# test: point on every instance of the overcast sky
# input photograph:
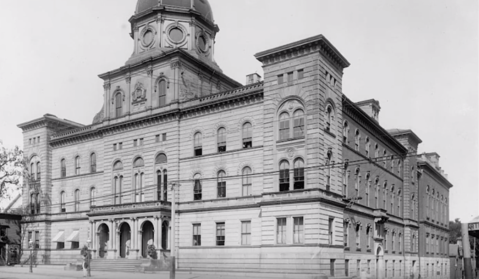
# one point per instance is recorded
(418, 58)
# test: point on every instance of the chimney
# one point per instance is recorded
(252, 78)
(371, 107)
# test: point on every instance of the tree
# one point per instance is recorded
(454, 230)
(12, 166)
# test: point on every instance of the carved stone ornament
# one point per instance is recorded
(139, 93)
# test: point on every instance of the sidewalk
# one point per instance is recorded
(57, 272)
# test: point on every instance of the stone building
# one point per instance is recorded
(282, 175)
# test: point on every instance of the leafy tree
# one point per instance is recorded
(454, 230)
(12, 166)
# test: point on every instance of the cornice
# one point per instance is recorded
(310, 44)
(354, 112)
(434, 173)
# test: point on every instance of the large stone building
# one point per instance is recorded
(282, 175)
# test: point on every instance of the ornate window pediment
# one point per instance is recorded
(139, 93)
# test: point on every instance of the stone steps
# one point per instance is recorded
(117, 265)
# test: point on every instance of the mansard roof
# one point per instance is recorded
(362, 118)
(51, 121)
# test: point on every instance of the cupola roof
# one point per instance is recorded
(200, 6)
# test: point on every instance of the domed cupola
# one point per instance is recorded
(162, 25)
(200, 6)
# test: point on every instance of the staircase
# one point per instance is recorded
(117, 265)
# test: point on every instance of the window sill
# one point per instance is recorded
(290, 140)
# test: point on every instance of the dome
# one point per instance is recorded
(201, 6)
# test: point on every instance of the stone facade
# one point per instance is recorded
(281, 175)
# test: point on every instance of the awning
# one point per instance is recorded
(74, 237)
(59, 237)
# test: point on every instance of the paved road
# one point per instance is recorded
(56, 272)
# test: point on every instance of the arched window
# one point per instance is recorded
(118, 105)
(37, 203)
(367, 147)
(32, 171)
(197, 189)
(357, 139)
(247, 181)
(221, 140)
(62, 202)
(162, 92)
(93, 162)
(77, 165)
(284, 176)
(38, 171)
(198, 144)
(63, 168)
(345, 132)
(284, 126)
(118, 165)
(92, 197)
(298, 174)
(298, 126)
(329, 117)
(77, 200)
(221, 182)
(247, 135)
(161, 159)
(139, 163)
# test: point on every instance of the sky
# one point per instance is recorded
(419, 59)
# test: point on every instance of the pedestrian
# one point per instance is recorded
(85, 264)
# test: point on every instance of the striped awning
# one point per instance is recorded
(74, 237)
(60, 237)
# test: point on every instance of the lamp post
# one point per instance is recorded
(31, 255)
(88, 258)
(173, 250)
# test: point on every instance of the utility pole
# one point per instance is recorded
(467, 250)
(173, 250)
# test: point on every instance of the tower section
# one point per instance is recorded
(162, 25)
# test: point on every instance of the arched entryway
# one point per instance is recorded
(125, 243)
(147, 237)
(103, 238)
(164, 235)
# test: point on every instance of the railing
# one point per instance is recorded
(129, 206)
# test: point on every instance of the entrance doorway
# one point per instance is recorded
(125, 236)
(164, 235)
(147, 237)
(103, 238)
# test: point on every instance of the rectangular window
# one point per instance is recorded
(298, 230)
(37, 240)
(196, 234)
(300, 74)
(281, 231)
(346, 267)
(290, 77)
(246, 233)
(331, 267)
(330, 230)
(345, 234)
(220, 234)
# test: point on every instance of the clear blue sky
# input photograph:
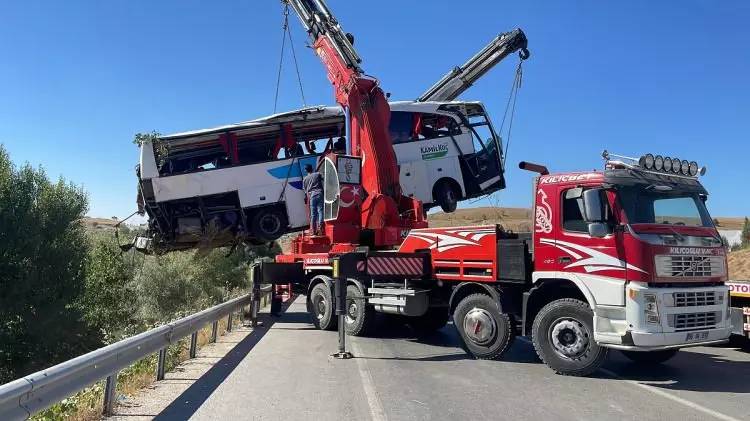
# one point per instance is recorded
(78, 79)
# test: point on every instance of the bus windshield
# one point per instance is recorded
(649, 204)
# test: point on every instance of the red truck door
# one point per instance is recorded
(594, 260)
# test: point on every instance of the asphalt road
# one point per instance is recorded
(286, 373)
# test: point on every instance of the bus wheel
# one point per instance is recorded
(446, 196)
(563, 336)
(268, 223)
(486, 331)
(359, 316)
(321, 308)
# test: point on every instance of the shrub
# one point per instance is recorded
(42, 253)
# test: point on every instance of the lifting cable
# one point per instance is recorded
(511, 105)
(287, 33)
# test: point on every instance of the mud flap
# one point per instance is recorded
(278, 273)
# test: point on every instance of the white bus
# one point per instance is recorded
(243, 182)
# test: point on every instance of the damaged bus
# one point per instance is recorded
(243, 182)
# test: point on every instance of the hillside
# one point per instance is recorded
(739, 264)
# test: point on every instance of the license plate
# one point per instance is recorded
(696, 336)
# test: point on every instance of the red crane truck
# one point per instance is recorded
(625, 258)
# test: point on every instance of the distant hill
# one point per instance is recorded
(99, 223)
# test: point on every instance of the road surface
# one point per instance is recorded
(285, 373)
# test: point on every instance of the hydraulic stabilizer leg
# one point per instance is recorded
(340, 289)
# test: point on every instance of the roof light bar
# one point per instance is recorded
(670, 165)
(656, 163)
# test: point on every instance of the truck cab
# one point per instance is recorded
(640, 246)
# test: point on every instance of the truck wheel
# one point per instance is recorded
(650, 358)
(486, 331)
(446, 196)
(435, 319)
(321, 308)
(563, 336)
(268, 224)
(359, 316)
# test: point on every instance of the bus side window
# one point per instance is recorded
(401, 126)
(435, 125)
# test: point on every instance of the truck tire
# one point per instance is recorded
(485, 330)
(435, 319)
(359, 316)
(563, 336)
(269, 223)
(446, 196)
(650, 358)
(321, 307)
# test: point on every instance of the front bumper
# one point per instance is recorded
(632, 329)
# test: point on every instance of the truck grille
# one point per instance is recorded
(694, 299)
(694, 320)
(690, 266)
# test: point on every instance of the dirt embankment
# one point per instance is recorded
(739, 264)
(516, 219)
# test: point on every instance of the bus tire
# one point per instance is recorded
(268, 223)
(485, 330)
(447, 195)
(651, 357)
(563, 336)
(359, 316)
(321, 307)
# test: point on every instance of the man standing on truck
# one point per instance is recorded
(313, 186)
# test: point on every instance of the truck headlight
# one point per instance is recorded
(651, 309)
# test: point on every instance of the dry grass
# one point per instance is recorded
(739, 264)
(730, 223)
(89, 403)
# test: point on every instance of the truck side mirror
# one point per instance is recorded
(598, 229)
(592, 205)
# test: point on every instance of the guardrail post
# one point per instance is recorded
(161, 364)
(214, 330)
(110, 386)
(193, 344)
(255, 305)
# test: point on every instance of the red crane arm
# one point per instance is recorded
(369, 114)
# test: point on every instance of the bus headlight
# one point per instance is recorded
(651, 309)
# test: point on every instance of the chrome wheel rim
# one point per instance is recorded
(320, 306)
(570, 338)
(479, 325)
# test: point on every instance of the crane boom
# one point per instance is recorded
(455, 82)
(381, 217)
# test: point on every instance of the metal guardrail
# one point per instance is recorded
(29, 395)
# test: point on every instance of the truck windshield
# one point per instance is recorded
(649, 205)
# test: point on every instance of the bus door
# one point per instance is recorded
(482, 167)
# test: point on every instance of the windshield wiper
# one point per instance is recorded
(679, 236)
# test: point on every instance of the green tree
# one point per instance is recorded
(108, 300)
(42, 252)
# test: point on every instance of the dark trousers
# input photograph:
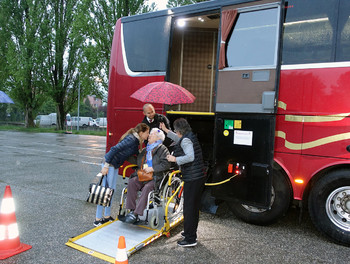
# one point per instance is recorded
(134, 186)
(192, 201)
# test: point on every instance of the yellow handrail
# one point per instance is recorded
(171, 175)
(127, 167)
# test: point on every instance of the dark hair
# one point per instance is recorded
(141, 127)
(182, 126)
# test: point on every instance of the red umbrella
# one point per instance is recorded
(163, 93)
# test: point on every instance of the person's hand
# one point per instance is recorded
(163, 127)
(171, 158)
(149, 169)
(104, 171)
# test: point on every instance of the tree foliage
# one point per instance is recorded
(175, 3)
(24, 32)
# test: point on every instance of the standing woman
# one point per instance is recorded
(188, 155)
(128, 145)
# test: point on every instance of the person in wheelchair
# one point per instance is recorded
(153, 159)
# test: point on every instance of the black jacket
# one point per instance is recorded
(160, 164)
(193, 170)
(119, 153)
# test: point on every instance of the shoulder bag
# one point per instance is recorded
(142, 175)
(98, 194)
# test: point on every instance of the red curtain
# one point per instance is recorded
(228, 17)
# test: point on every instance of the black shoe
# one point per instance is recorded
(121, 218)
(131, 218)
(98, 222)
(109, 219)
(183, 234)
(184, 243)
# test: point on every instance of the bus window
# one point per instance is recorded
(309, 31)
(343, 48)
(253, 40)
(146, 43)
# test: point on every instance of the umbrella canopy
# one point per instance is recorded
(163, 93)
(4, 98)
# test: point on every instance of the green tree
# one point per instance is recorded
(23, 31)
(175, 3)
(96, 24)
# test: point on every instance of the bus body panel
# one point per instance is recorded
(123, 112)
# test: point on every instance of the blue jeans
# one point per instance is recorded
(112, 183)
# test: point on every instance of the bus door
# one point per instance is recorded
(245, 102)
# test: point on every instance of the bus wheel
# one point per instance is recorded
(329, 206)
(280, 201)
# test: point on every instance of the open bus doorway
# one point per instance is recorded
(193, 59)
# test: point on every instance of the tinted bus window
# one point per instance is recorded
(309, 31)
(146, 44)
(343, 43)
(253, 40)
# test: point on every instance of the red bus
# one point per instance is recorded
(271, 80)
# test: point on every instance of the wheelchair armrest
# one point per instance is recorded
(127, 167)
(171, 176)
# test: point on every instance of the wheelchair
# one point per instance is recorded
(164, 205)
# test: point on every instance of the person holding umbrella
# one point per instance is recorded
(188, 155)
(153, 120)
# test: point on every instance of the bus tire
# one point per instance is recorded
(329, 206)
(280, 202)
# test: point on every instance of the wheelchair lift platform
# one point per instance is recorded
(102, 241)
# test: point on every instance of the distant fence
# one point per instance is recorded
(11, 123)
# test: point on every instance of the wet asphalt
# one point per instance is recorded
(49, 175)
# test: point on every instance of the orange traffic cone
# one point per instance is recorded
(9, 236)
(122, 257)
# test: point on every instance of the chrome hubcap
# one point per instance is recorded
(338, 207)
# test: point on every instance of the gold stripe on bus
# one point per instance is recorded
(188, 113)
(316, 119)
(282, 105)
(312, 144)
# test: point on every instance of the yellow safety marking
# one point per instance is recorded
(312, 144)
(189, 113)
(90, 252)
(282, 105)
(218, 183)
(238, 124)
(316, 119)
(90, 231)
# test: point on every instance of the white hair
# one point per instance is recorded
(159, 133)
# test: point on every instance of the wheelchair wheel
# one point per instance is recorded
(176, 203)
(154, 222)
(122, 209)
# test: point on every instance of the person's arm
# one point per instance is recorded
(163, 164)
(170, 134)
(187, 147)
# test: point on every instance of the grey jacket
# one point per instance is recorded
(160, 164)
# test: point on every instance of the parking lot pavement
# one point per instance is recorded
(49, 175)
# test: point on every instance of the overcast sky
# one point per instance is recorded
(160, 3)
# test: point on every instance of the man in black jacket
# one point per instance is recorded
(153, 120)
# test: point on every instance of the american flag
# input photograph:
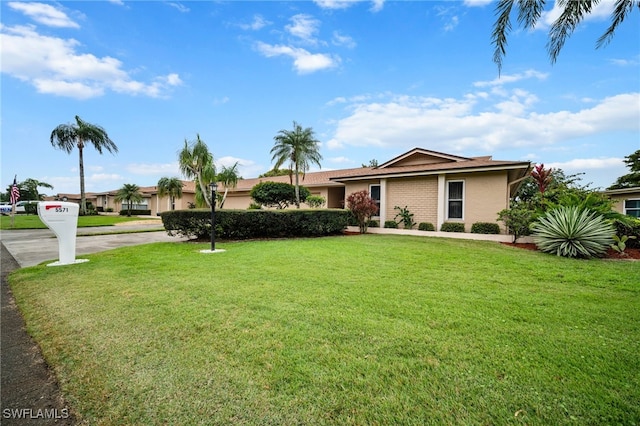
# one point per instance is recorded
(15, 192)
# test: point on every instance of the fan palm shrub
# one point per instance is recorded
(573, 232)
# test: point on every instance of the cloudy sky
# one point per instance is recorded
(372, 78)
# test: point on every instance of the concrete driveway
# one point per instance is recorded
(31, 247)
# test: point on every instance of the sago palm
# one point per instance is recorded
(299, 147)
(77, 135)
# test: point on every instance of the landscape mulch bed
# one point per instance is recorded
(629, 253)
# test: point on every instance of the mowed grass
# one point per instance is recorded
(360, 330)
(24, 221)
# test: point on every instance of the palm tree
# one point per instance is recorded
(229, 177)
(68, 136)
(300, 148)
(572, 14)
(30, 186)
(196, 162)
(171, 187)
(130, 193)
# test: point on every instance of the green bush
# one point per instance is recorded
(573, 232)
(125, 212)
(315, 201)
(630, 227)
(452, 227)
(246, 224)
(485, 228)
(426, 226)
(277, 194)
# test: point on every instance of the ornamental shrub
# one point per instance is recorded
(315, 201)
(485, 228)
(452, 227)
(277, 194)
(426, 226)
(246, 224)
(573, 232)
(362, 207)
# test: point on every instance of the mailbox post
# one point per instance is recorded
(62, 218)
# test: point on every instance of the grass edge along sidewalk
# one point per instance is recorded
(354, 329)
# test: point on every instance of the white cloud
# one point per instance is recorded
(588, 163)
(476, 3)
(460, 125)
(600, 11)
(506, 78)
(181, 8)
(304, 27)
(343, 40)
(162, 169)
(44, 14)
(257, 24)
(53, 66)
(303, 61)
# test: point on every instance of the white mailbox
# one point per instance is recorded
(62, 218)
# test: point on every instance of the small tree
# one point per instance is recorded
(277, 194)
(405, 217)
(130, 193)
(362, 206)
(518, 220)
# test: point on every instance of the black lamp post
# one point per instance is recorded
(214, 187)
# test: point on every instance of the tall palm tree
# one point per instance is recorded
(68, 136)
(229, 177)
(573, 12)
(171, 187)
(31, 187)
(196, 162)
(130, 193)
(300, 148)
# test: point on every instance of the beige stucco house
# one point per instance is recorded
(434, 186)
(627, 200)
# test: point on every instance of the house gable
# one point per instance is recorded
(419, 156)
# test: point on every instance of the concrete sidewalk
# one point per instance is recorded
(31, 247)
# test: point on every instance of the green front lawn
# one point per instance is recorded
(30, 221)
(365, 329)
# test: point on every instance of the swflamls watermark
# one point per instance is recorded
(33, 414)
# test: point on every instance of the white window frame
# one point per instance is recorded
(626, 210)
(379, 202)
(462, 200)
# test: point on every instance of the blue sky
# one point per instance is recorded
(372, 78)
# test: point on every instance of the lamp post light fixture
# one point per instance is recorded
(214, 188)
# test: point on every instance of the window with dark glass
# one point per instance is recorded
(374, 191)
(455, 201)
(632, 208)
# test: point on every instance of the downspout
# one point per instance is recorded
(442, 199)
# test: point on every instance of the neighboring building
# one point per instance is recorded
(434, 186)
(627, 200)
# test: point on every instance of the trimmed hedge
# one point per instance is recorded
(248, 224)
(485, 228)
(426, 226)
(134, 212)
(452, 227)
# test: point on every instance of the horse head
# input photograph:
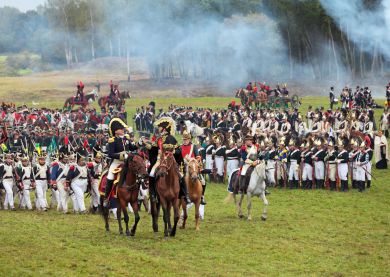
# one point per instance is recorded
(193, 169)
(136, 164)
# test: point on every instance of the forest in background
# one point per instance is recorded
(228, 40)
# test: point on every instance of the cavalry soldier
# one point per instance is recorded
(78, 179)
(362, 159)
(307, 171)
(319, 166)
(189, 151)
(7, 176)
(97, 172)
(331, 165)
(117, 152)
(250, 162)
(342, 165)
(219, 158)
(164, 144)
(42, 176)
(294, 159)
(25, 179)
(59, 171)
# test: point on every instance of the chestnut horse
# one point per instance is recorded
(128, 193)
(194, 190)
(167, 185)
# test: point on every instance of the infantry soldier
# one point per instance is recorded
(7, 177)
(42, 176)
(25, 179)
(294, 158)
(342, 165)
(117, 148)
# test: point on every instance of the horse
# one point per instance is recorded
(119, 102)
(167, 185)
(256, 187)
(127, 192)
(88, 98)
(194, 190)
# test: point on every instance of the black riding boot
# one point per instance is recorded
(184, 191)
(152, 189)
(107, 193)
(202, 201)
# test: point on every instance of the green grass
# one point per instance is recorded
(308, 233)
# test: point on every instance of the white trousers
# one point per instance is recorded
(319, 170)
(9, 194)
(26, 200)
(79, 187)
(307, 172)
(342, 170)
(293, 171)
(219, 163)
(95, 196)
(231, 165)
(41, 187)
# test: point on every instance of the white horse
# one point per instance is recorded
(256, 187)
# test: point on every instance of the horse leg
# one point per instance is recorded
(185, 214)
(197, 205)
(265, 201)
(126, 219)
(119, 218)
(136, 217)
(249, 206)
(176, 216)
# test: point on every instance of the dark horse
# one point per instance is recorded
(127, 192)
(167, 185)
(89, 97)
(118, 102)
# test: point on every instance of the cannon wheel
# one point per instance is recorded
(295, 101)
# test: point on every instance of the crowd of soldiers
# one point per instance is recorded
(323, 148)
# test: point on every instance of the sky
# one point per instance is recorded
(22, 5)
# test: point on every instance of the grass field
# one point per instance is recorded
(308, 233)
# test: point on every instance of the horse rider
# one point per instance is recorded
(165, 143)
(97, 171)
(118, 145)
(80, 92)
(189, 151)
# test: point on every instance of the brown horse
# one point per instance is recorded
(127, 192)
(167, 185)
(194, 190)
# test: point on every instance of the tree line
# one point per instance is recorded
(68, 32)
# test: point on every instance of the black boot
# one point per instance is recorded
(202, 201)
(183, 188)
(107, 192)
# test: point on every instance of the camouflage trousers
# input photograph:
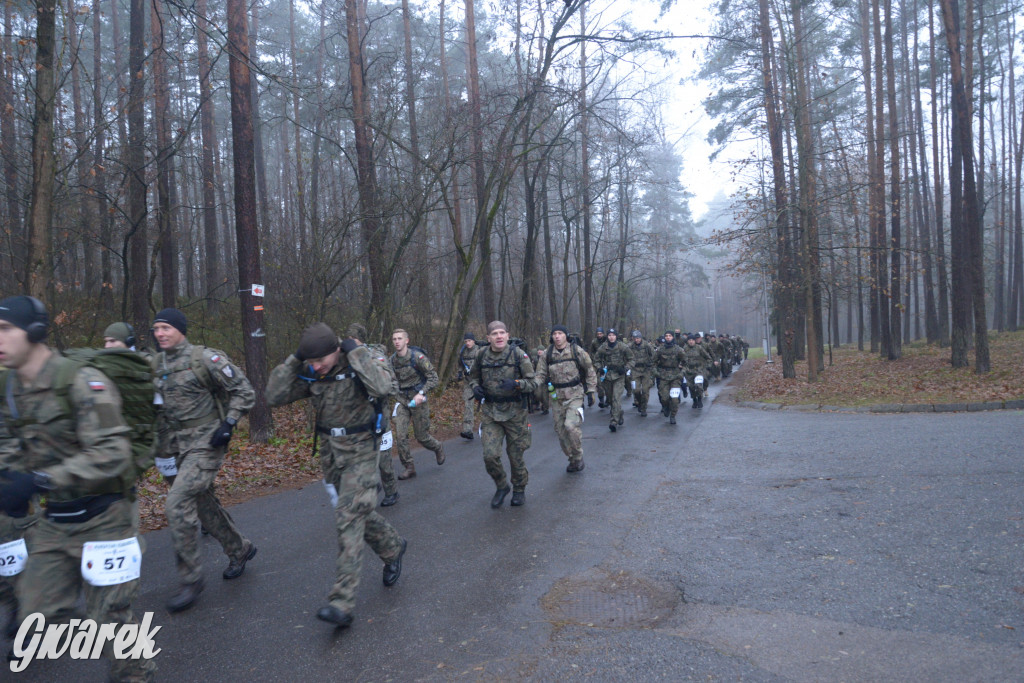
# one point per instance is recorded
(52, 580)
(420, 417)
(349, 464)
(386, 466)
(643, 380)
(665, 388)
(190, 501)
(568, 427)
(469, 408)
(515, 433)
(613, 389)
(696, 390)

> Required work: Only the lines from the one that contains "# test: point on every instance of the black riding" to the end of the records, inclusive, are to be quoted exactly, with pictures excluded.

> Task answer:
# test: point on every instance of the black riding boot
# one point per instance is recorded
(184, 191)
(152, 189)
(107, 193)
(202, 201)
# test: point on every instance of the green grass
# one point per instance is recorded
(308, 233)
# test: point on every instance of the white trousers
# one point per instance is recorded
(319, 170)
(9, 194)
(26, 200)
(79, 187)
(307, 172)
(342, 170)
(293, 171)
(219, 163)
(95, 196)
(231, 165)
(41, 187)
# test: point on every instance of the white horse
# one point per instance is recorded
(256, 187)
# test: point on every instance of the horse leg
# one point per instance is recorded
(185, 214)
(197, 205)
(265, 201)
(126, 219)
(119, 218)
(136, 217)
(249, 206)
(176, 216)
# test: point on every instance of the dark horse
# one point per instance is recorded
(127, 192)
(167, 185)
(89, 97)
(118, 102)
# test: point on every instance of the cannon wheel
# one point per instance is recorded
(295, 101)
# test: point on every instance of the crowd of soldiers
# one point per instance is recorded
(323, 148)
# test: point on every instance of the sky
# one point per instance is recorded
(22, 5)
# test: point on every instance of the grass field
# one point per instance is recorded
(308, 233)
# test: point on every instance of the horse rider
# one point per instance is recorded
(165, 143)
(97, 171)
(118, 145)
(80, 92)
(189, 151)
# test: point on every instance of the brown horse
# one point per instance is recorded
(127, 192)
(167, 185)
(194, 190)
# test: point on every instance of the tree line
# one point per instance is recorded
(68, 32)
# test: point on every instance of the black boot
# one point per instance is recorded
(202, 201)
(183, 188)
(107, 192)
# test: point on every instance of the camouflage trousers
# input photograph:
# one point per instance is recorded
(52, 580)
(420, 417)
(349, 464)
(386, 466)
(643, 380)
(665, 388)
(190, 501)
(568, 427)
(469, 408)
(515, 433)
(613, 389)
(696, 390)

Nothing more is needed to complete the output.